Document excerpt:
* * * * * * * * *
Euryarchaeota abounded in faeces but it occurred rarely in phyllosphere
(Fig. S2).
To identify the influence of faeces input to the soil and phyllosphere
microbiota, the microbial community of soil and phyllosphere biotopes
from grazed and ungrazed grassland were presented via network analysis.
Multiple network topological metrics were employed to reveal the
remarkable difference between the microbial assemblages of grazed and
ungrazed grassland. Although the co-occurrence networks constructed by
significant correlation indicated a larger proportion of bacterial and
fungal OTUs were included in the networks of grazed grassland, there
were similar edges in these assemblages with grazing (Fig. 4a and 4b).
The average weighed degree, which indicated the normalized number of
connections to a node, diminished under the grazing conditions. The
decreasing cluster coefficient and increasing average path length also
exhibited the attenuated connectivity of fungal and bacterial networks
in the grazed grassland. Likewise, the margin attenuation of fungal and
bacterial networks density under grazing conditions reflected that
enormous potential connection between nodes of fungal network lost
efficacy in the grazed grassland. Nevertheless, the modularity index
indicated that the bacterial and fungal assemblages were more modular in
the grazed grassland than ungrazed grassland while it was reverse in the
archaeal assemblages (Table S2).
To clarify the influence factor of the microbiota among biotopes of the
soil, phyllosphere and faeces, the environmental characteristics were
determined (Table S3). The Mantel Test revealed that total nitrogen
(TN), pH and temperature influenced all the fungal, bacterial and
archaeal microbiota highly significantly and total organic carbon (TOC)
also influenced fungi very remarkably (Table S4). Although all the
environmental factors such as TOC, TN, total phosphorus (TP), nitrate
nitrogen
(NO3--N),
ammonia nitrogen
(NH4+-N),
carbon nitrogen ratio (C/N), pH, temperature and moisture could
influence the fungal and bacterial communities, there were only TOC, TN,
pH and temperature exerting impact on archaeal community. The canonical
correspondence analysis (CCA) indicated that there was no predominant
influence factor in these environmental variables (Fig. 5). Carbon,
nitrogen and phosphorus impacts were strongly and positively correlated
while they were negatively correlated to pH impact. Moisture and ammonia
nitrogen were in another strongly positive correlated impact pair while
they were significantly and negatively correlated to nitrate nitrogen.
* * * * * * * * *
Requirement:
Summarize the excerpt on grazed and ungrazed grassland microbes in three sentences.

Point localization data:
* * * * * * * * *
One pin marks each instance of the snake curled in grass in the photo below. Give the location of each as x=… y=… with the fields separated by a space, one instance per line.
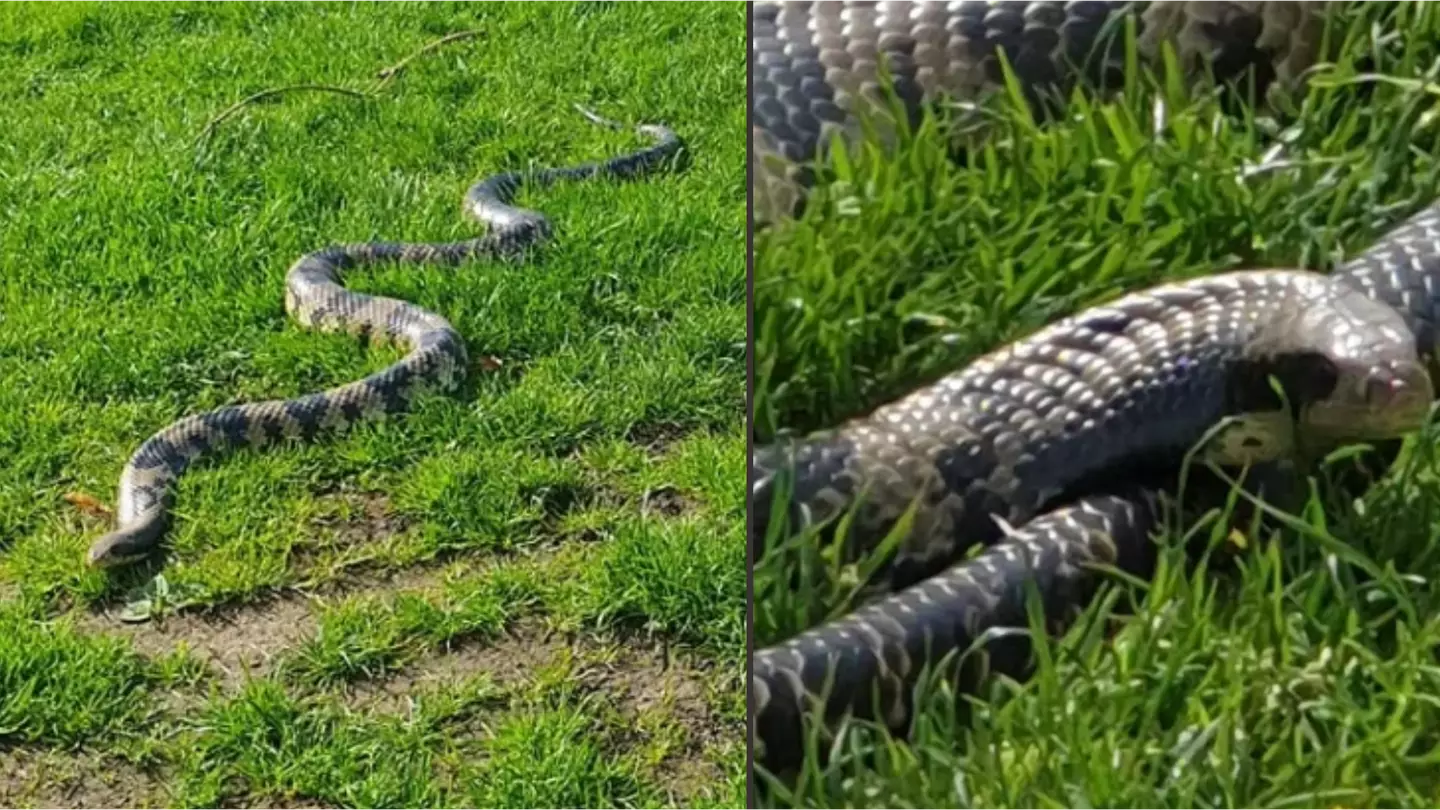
x=314 y=296
x=966 y=448
x=869 y=662
x=1033 y=431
* * * * * * * * *
Problem solution:
Network analysis showed that bacterial and fungal networks in grazed grassland included a larger proportion of OTUs but had weaker connectivity, with a lower average weighted degree, a lower clustering coefficient, a longer average path length and reduced density. Bacterial and fungal assemblages were more modular in grazed than ungrazed grassland, while archaeal assemblages showed the reverse. A Mantel test found that total nitrogen, pH and temperature highly significantly influenced the fungal, bacterial and archaeal microbiota, and canonical correspondence analysis found no predominant factor among the environmental variables.